Set problem 1:
In the passage on Dido, name everyone the final sentence says she is left to face.

Selected extract:

-*-

The story of Dido always frustrates me. She is just as much of a hero as Aeneas, if not greater. Everything Aeneas was trying to achieve she had already done and on her own as a woman. Yet, she is belittled and forced to conform to the male conventions of feminine weakness when in the presence of her man. I think her pain is not entirely based upon the fact that Aeneas will not recognize their marriage, but instead of his inability to recognize that she is worth just as much as him. Her suicide is not that of a broken heart, but that of one who is entirely defeated and sees no recovery. Aeneas took advantage and made her break her vow and her reputation as woman was forever tarnished. She has to suffer the fate of a cheating woman rather than a death of a true hero. She takes her own life because she is left to face her people, her brother, and her enemies knowing that all her great deeds were erased in their minds because of Aeneas's rejection of her.

-*-

Items:
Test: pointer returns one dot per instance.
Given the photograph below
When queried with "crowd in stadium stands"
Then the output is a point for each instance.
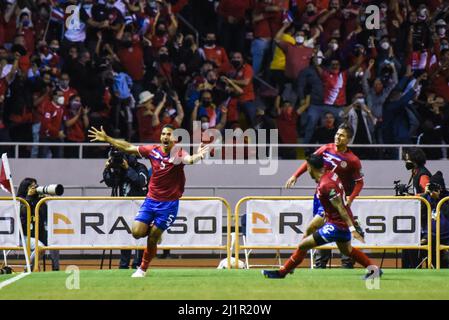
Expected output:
(302, 66)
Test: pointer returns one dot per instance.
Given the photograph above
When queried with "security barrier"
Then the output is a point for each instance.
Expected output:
(92, 223)
(13, 234)
(265, 236)
(439, 247)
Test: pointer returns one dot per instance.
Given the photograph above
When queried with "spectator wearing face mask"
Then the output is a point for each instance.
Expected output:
(362, 120)
(310, 85)
(52, 130)
(64, 85)
(165, 114)
(76, 122)
(376, 96)
(326, 132)
(434, 128)
(286, 124)
(25, 28)
(207, 107)
(130, 54)
(210, 51)
(145, 111)
(297, 56)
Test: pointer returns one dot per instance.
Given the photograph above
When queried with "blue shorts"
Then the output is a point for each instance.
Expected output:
(317, 207)
(161, 213)
(331, 233)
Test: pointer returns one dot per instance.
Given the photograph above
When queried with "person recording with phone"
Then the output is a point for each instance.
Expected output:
(127, 178)
(33, 193)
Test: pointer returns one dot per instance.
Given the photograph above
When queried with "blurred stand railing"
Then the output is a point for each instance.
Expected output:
(99, 150)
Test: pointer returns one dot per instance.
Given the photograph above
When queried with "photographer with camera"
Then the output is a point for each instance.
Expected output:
(415, 160)
(435, 191)
(127, 178)
(32, 193)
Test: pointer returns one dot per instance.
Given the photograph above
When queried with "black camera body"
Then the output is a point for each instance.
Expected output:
(117, 158)
(402, 189)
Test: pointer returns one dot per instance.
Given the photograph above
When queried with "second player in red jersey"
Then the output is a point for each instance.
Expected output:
(338, 227)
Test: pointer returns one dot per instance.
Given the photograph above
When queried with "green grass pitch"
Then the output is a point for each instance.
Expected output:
(198, 284)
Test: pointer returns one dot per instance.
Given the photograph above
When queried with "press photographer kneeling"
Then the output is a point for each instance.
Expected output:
(435, 191)
(33, 193)
(128, 178)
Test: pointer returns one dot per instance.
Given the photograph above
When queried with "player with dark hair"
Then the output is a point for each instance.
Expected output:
(339, 159)
(339, 224)
(166, 186)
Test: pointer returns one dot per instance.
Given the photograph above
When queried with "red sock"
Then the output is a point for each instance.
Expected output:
(295, 260)
(148, 254)
(360, 257)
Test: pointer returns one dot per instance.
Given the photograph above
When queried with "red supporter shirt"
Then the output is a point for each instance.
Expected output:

-*-

Set problem 2:
Report each line of the listing that contains the string "photographer". Case counts.

Task answer 1:
Her people, her brother, and her enemies.

Task answer 2:
When queried with "photographer with camera"
When queried with "press photographer kneeling"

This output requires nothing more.